Goal —
Copy verbatim the stretch of the items below from the line containing "One point per instance, written like point(130, 26)" through the line containing "point(141, 66)", including both of those lines.

[Dataset items on where objects appear]
_ _ _ _ _

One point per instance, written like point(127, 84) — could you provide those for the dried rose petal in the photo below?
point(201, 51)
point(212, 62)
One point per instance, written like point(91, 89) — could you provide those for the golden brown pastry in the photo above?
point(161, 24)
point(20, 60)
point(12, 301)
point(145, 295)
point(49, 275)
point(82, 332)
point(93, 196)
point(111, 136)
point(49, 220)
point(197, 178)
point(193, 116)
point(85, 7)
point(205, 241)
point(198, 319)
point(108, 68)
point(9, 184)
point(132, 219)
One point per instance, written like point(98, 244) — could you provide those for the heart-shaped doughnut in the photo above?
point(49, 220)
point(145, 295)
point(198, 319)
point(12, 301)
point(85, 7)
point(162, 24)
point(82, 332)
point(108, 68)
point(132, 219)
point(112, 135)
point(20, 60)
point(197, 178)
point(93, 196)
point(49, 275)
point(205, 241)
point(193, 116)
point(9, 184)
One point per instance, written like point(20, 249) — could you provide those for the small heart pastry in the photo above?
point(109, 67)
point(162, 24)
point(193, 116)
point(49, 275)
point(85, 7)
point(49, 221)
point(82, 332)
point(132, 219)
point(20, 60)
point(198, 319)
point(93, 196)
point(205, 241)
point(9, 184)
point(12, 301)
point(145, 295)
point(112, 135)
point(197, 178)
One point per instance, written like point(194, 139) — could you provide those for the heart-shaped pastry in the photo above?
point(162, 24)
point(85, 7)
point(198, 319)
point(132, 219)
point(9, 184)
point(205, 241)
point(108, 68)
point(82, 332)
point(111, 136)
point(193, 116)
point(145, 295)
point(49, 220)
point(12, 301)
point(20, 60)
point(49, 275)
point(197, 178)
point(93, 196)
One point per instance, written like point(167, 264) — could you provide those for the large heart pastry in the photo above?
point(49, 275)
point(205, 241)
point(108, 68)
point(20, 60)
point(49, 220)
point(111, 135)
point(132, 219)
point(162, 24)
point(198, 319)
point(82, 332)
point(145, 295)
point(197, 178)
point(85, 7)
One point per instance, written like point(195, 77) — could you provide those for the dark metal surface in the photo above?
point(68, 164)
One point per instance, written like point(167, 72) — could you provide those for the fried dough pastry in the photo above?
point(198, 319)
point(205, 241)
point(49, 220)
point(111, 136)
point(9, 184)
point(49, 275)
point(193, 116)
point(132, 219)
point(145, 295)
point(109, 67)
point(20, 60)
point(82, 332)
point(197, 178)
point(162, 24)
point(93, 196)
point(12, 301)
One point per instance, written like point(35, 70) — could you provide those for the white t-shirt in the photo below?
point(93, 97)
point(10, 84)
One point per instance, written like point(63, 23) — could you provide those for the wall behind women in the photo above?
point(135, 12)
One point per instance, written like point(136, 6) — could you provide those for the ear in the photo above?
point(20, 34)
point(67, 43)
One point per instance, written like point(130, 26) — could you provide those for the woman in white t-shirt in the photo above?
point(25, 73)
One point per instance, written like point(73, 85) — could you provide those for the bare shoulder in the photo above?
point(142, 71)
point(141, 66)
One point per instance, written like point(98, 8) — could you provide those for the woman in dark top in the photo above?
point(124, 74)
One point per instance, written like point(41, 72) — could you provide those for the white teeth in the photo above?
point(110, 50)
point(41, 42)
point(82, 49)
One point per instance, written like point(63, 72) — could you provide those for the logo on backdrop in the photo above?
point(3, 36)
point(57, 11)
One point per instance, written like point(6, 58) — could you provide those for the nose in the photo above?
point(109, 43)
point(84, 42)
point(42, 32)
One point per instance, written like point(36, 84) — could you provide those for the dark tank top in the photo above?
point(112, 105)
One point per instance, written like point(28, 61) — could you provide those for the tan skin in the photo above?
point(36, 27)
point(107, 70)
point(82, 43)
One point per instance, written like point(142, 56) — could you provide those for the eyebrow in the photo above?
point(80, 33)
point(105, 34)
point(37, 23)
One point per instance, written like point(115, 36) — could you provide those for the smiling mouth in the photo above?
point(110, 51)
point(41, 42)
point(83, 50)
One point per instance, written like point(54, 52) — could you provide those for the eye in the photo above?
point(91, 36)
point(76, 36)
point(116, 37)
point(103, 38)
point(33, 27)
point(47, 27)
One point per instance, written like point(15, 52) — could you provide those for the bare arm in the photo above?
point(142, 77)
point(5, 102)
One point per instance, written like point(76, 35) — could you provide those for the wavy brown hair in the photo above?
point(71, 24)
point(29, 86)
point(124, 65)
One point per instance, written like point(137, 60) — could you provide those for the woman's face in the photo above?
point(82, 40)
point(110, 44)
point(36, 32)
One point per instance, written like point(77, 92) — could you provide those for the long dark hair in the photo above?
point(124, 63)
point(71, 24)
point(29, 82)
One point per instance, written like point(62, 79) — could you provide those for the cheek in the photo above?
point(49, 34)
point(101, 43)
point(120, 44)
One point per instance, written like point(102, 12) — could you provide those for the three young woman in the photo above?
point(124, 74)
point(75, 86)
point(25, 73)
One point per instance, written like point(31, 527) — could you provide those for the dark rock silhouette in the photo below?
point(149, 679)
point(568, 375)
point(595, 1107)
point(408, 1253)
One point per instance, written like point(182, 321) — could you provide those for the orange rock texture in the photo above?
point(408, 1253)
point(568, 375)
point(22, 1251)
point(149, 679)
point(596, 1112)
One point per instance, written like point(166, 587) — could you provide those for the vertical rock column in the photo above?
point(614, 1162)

_ _ _ _ _

Worked answer —
One point per instance, written like point(130, 26) — could you provide those for the woman in white t-shirt in the photo above?
point(25, 73)
One point per instance, written like point(73, 85) — could you provide those for the bare shoulder in the photo above?
point(142, 71)
point(141, 66)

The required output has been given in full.